**WRITTEN REQUEST**
Locate every line in the material below that contains the word "here" and copy each of those lines out.

**DATA LISTING**
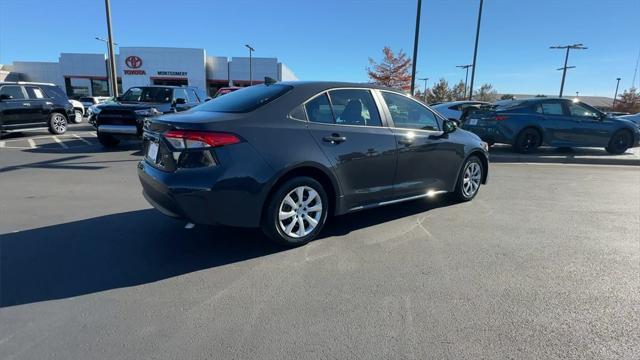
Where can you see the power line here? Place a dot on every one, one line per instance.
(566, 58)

---

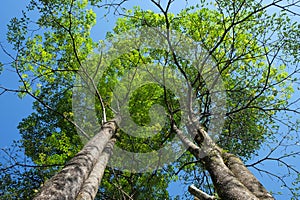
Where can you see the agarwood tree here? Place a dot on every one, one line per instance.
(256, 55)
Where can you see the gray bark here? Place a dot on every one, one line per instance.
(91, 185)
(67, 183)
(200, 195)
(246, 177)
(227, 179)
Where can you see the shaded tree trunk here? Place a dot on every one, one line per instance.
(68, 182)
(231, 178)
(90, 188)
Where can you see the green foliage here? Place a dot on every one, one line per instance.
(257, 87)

**ANSWER**
Where can you see the power line here? Place a dot on every one, one line per instance.
Where can you see the agarwood tree here? Place a dot on every one, one line per instance.
Where can you see the gray bark here? Place a dot on every one, one line per instance.
Where can you see the shaded tree trunk here? Place a dot on every one, one line per instance.
Where can you see the green foliage here? Place a dot on every one, one line per instance.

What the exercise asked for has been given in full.